DIRECTIVE:
Answer these questions about the compute patch note:
(a) Before this change, which pool did snapshot run on?
(b) In eventlet mode, what enforces the configured limits?
(c) In threading mode, what sets the size of the long task Executor?

READING PASSAGE:
>>>
[compute]Use single long task executor

Move the execution of build_and_run_instance and snapshot_instance to
one common long task executor. Originally snapshot ran
on the RPC pool, build_and_run_instance ran on the default pool.
Also each of these tasks had a separate concurrency limit enforced by a
semaphore.

After this patch each of these tasks use a common Executor. The size of
that executor and the way how we limit the concurrency differs in
eventlet and in native threading mode.

In eventlet mode we have one big Executor with "unlimit" size and
individual semaphores are used for each task type to enforce the
configured limits.

In threading mode we requests the admin to configure the 2 limits to the
same number, and we warn if not. We use that limit (or the max of the 2
limits) as the size of the long task Executor. As the limits are the
same we don't enforce individual limit any more. The executor size will
ensure the shared limit is kept. As the limit is shared a single
operation type can consume the whole limit.
<<<
ROWS:
>>>
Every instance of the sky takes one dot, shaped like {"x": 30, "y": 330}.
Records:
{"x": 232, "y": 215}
<<<
>>>
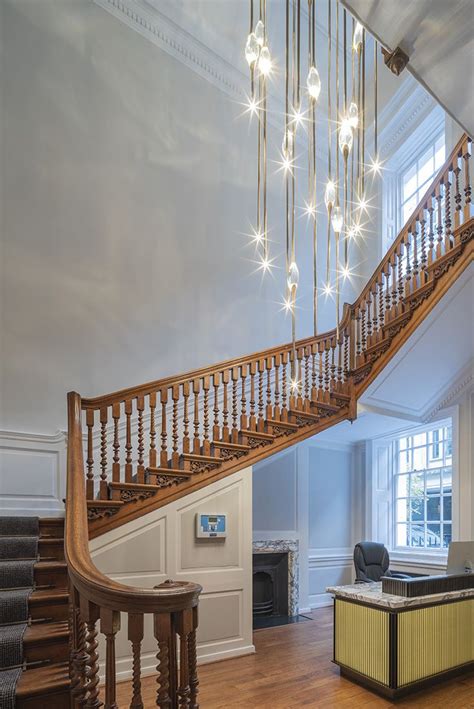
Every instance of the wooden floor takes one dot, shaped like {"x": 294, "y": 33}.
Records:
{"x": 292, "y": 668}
<<<
>>>
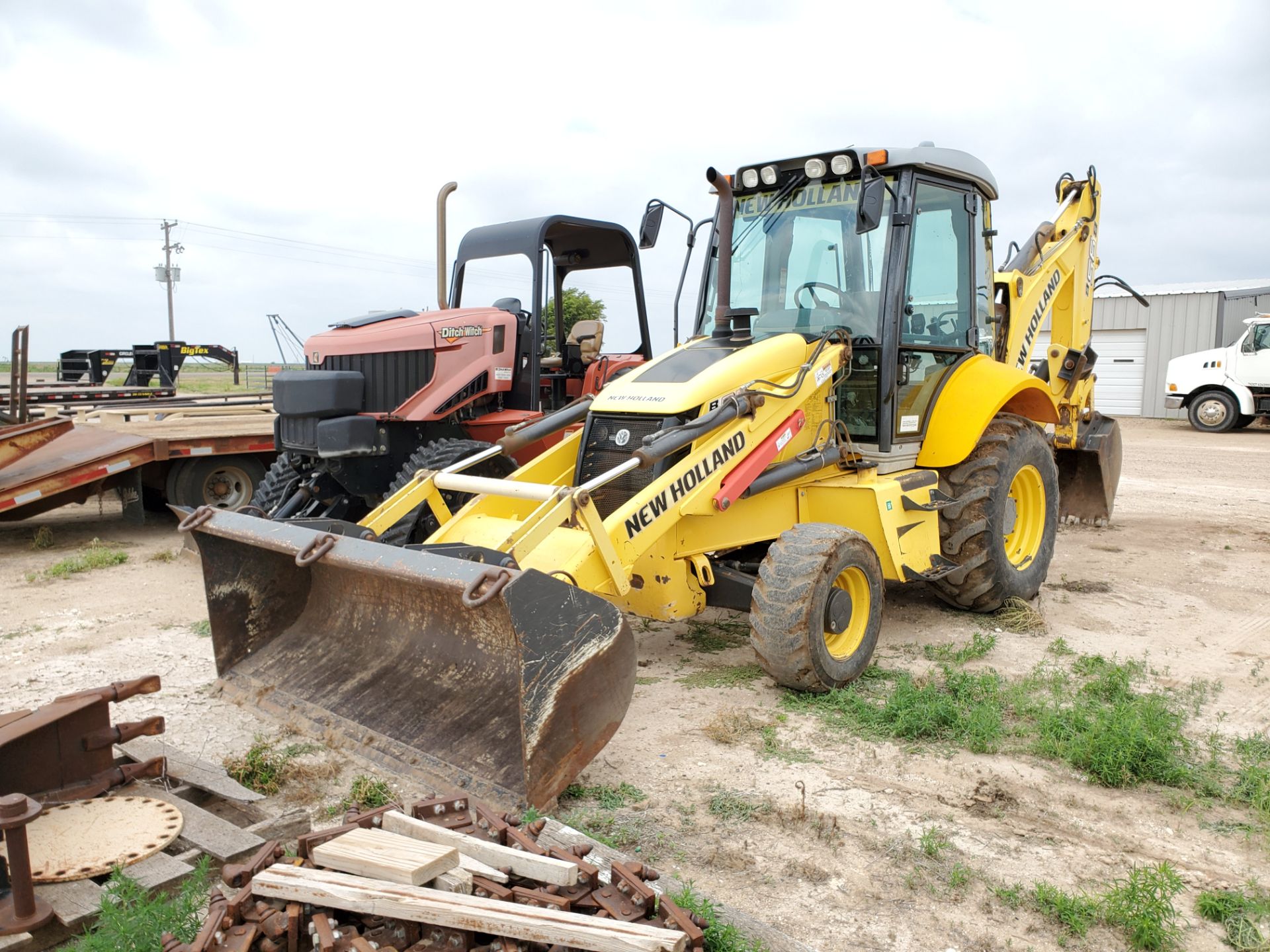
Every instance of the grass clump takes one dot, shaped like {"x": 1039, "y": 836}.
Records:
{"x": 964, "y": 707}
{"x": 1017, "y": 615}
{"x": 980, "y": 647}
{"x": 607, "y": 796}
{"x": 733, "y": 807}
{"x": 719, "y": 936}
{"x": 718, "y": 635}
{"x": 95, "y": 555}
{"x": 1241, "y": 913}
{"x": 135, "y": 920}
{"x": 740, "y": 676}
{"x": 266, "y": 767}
<<<
ANSWER TO THIS TASK:
(a) The RPC pool.
(b) Individual semaphores, one for each task type.
(c) The configured limit, or the larger of the two limits.